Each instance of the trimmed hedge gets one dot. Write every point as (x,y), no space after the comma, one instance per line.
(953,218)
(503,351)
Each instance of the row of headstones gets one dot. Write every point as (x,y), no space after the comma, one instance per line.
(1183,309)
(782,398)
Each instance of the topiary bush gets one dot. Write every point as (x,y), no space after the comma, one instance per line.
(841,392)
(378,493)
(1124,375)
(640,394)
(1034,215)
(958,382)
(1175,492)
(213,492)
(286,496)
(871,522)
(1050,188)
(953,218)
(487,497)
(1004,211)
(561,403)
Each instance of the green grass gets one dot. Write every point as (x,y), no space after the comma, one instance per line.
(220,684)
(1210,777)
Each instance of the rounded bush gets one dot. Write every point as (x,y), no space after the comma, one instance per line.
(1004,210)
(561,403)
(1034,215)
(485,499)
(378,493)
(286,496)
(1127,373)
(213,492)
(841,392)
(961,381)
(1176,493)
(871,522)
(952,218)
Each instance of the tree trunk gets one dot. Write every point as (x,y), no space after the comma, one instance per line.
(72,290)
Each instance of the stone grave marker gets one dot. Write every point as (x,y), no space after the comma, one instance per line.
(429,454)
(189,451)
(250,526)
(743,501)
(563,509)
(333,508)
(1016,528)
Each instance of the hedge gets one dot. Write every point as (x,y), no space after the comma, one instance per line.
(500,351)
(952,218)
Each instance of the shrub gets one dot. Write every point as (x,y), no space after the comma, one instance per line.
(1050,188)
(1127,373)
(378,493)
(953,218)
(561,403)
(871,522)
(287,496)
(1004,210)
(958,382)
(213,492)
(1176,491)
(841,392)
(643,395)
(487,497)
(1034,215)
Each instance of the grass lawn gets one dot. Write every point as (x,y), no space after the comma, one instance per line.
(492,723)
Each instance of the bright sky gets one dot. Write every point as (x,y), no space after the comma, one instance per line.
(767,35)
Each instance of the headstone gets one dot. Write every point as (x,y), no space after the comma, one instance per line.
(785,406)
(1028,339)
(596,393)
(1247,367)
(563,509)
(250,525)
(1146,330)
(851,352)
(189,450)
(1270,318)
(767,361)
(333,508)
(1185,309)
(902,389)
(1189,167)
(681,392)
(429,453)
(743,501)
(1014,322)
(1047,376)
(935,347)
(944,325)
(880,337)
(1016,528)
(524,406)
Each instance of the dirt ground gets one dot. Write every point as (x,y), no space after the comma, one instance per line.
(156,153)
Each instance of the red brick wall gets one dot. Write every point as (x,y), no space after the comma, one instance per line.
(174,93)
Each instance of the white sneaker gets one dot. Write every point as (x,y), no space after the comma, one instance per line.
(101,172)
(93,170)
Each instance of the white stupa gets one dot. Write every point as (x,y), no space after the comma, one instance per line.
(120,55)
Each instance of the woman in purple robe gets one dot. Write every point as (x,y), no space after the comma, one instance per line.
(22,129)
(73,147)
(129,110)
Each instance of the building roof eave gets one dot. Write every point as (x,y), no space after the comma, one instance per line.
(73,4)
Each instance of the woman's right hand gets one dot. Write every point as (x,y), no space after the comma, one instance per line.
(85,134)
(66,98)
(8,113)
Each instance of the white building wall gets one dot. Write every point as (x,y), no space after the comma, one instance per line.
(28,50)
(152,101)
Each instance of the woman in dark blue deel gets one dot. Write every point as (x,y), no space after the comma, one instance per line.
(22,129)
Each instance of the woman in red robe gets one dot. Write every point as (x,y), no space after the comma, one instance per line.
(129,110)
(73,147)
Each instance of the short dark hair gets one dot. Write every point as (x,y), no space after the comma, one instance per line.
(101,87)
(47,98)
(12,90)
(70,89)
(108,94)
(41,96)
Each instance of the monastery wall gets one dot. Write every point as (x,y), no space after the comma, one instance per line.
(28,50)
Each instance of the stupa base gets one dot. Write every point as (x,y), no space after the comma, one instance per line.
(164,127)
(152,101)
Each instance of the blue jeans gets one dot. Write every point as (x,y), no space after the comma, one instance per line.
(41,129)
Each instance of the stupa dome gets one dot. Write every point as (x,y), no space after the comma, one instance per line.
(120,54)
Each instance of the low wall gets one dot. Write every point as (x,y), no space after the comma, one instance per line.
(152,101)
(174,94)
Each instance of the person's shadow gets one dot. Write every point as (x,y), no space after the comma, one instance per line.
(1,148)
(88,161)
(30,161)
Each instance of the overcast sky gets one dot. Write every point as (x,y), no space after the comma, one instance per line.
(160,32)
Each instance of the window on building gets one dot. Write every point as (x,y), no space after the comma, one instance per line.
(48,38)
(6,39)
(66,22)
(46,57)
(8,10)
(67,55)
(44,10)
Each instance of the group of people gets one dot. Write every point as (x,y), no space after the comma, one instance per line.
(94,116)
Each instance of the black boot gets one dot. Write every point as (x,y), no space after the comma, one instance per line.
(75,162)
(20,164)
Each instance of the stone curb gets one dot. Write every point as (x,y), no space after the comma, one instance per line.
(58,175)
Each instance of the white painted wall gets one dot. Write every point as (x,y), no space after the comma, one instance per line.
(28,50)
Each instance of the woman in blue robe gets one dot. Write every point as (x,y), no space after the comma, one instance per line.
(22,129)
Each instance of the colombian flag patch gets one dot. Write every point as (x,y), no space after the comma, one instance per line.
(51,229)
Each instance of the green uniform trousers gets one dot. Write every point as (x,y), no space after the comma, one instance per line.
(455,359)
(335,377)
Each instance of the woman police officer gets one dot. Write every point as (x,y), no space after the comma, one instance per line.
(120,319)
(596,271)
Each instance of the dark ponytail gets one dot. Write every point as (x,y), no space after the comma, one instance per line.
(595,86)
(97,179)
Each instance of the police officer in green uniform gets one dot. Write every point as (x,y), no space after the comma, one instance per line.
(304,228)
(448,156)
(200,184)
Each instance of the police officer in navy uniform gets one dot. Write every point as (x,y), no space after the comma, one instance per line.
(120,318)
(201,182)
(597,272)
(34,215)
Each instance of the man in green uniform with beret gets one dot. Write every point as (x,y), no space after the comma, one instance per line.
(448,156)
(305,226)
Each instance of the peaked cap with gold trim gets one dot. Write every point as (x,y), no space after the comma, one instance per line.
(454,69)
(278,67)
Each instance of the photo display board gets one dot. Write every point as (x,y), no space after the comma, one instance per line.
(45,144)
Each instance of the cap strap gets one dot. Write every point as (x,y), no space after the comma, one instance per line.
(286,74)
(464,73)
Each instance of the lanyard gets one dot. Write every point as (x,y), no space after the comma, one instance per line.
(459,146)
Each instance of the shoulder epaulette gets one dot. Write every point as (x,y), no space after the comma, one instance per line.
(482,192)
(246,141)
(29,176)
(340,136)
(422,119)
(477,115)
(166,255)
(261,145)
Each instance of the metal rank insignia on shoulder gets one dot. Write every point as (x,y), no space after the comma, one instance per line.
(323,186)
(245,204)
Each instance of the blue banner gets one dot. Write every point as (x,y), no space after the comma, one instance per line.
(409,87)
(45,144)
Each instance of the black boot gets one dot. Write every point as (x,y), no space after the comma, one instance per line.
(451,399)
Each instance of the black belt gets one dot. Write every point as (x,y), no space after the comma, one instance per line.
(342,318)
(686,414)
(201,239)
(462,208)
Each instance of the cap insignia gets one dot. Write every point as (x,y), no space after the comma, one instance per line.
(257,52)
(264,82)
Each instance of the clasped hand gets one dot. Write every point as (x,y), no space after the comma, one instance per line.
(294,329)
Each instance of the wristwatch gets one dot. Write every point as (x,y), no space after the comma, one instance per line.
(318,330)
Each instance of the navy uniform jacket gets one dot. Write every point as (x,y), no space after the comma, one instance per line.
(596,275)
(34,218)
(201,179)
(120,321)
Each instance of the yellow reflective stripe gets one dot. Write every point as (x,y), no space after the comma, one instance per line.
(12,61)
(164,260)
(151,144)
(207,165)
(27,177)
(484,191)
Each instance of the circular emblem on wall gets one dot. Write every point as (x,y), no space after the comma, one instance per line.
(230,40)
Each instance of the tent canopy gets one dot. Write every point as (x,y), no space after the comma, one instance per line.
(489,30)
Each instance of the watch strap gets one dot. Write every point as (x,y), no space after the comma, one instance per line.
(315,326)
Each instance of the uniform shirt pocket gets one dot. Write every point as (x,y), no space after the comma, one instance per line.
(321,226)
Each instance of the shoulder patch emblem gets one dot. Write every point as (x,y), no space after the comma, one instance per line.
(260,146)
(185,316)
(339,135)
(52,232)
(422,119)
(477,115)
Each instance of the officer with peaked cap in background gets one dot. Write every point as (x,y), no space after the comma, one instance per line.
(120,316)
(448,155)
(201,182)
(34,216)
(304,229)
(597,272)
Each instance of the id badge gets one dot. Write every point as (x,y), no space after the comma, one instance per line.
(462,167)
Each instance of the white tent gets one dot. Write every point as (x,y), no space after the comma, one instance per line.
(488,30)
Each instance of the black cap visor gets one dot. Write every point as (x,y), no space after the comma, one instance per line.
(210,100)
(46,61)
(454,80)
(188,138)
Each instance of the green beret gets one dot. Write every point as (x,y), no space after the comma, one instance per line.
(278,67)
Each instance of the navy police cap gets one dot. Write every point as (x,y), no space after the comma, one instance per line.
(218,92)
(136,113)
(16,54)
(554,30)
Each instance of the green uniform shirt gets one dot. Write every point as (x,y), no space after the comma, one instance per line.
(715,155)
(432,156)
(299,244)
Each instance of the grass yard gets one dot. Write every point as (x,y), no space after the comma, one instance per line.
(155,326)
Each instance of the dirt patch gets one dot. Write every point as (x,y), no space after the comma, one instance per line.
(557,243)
· · · ·
• **Task details**:
Rewrite the part that opens with the line containing "Each instance of the black cap" and runs through the end of the lines, replacing "gets one dot" with "receives one marker" everywhere it appears and leaving all else unchanged. Give only that part.

• **Correct answer**:
Each instance of the black cap visor receives one marker. Write every point as (x,y), no space after the comma, one instance per line.
(210,100)
(46,61)
(454,80)
(188,138)
Each instance of the green beret receives one marker. Write every point as (x,y), no space after the comma, one instance per line.
(278,67)
Each instance of the navy police cap receives one marker. Write every point as (x,y), no space after the comma, one instance per line.
(218,92)
(136,113)
(16,54)
(554,30)
Each instance of the green uniform shirt receives one marker. Write every point as (x,y), no space after the comma, one instance per line.
(715,155)
(432,156)
(299,244)
Each instance of the grass yard receives one marker. Write every point as (x,y), no space after the comma, one instance per line.
(155,326)
Each instance of the dirt patch receives one marker. Write every point as (x,y), no space after the comma, one instance per line.
(557,243)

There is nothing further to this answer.